First, we must designate an “X” dataset and a “Y” dataset. In theory the choice is not impactful to the final result, but in practice we designate the Y dataset to have the shorter overall chromatographic retention time range. Second, we specify a m/z tolerance binGap argument, which determines the tolerance for consecutive feature m/z grouping. The default value is 0.005 Daltons. Datasets with poor mass accuracy or larger m/z deviations between shared compounds should merit larger values for this argument. In this pair of datasets, some shared compounds have larger than 0.005 Da deviations (e.g Caffeine) so a larger value is used here.
p.combined = metabCombiner(xdata = p30, ydata = p20, binGap = 0.0075)
The main component of metabCombiner objects is the combined table, which can be obtained using the combinedTable
method.

> _What to do_:
According to the metabCombiner text above, what is the default value of the binGap argument?

> _Record extracts_:
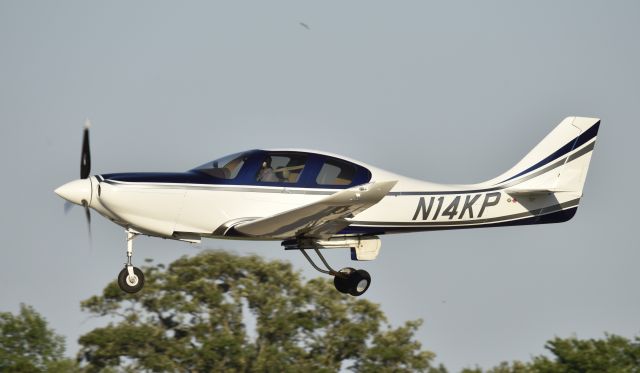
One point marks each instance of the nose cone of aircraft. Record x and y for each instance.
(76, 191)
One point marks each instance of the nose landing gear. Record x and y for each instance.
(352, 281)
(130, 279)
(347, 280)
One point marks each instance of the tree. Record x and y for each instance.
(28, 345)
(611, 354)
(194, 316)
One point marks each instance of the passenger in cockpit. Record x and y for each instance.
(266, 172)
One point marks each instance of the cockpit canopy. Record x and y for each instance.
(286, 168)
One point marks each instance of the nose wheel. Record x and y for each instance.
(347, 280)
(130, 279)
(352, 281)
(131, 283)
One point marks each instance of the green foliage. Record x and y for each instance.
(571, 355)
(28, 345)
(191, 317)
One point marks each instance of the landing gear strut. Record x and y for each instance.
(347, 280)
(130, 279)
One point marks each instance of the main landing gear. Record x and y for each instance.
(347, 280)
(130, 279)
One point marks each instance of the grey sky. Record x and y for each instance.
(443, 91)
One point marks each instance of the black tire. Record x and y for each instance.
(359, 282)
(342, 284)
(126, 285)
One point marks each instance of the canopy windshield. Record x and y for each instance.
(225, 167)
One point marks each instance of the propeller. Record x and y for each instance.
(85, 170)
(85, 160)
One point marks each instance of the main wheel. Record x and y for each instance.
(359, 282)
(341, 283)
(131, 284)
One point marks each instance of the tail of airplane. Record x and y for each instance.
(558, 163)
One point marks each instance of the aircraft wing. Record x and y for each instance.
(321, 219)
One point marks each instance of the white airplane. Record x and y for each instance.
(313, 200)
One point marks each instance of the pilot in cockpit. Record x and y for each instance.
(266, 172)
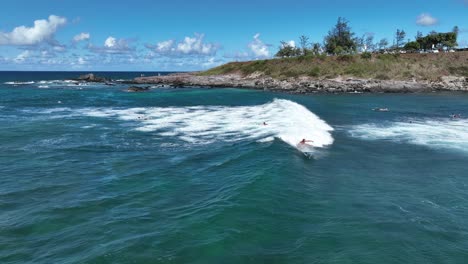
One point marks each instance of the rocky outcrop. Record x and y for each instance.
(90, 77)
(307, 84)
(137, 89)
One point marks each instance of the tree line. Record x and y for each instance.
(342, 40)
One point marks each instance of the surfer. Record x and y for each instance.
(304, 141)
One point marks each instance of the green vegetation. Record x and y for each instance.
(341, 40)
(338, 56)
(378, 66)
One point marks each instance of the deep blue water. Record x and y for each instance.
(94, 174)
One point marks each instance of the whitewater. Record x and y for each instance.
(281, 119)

...

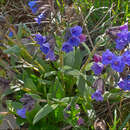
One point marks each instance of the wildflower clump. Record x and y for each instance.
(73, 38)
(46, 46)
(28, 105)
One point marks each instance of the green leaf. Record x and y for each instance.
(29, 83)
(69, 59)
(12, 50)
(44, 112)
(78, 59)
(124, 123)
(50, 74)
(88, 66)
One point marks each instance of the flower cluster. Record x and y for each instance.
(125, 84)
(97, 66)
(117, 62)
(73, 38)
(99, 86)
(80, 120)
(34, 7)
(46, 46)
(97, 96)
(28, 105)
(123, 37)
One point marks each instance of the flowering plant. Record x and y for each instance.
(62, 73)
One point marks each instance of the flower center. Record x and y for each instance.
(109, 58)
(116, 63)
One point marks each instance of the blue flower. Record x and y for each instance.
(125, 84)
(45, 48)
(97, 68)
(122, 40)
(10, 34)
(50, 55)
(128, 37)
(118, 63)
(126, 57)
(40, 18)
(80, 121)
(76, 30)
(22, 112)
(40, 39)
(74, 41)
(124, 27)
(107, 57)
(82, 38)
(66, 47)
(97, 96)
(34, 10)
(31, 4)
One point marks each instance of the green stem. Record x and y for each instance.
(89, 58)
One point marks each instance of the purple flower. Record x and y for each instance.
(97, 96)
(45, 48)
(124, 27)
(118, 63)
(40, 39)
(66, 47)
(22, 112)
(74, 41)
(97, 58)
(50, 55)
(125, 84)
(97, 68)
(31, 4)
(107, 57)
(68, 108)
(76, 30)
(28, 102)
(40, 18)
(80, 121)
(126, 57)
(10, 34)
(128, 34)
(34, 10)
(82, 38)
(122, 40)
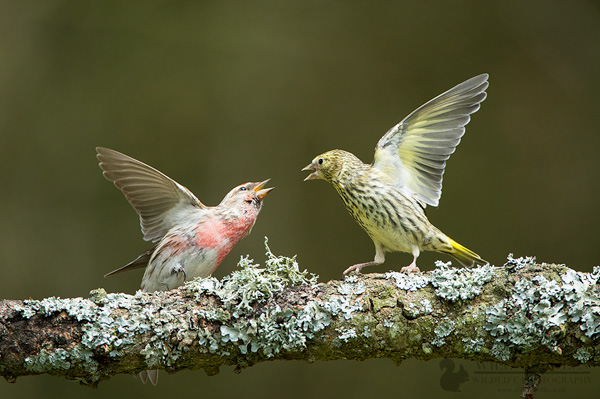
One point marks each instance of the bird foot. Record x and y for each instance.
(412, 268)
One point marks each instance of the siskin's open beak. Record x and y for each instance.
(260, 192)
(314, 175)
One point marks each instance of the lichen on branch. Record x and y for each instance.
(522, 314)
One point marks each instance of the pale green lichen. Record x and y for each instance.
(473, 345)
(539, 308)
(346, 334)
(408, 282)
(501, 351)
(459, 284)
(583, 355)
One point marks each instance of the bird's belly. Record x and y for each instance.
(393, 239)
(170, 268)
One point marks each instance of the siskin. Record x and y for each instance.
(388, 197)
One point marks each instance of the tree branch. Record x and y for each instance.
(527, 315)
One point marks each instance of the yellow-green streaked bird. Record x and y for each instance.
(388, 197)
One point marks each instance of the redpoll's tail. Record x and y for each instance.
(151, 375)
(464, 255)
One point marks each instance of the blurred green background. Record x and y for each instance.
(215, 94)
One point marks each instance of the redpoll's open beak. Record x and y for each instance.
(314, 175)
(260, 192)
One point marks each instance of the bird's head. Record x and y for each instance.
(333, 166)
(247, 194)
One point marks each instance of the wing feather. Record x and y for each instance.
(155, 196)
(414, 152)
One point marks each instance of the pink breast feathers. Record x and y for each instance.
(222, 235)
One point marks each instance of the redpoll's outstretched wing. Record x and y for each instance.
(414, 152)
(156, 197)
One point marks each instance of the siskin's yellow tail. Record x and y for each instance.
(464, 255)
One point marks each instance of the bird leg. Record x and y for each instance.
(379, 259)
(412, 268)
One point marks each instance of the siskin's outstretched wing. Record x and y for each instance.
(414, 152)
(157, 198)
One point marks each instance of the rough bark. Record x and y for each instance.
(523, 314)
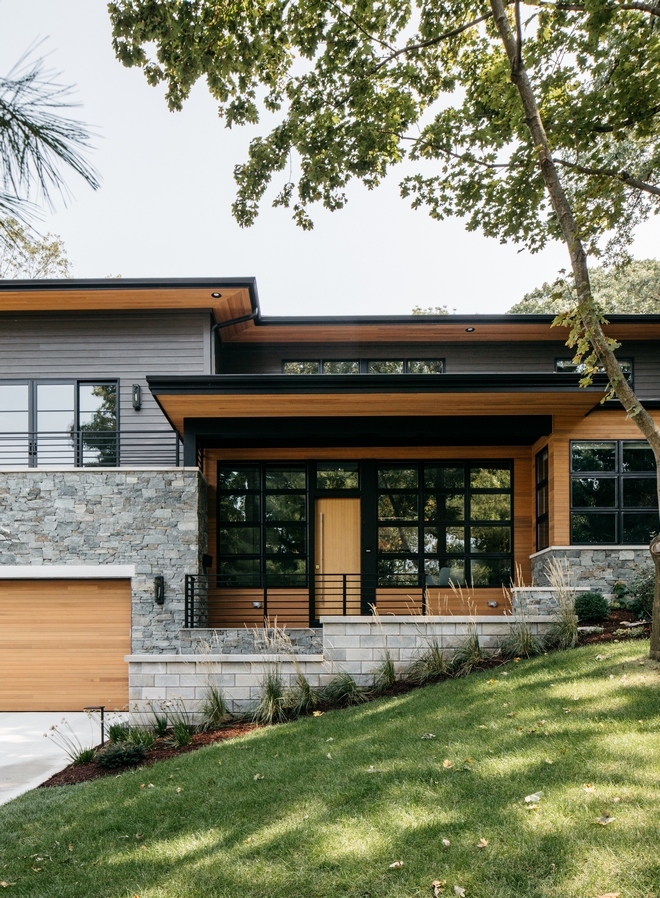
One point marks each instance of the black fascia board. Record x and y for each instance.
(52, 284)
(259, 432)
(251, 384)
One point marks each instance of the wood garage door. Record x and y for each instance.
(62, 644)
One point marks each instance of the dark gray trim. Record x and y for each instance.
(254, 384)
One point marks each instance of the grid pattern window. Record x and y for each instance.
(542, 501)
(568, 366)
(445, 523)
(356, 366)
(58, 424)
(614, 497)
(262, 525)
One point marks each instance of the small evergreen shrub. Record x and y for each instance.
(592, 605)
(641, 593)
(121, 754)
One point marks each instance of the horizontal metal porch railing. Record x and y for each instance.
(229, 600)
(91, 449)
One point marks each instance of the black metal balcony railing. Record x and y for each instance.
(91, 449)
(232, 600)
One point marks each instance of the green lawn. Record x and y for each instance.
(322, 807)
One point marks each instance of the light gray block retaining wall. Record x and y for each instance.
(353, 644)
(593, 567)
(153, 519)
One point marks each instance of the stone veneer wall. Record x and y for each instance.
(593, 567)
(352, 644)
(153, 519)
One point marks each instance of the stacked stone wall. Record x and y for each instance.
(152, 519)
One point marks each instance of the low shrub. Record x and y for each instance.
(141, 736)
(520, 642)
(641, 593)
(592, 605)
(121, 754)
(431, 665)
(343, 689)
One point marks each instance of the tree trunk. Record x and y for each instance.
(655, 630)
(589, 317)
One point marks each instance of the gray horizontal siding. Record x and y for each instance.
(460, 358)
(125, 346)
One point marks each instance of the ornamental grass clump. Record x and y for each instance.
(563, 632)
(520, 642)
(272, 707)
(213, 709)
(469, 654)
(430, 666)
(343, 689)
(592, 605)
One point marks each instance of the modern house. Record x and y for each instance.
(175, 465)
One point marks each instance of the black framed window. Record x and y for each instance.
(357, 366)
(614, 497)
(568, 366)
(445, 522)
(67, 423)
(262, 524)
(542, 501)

> _Result_:
0.005 Daltons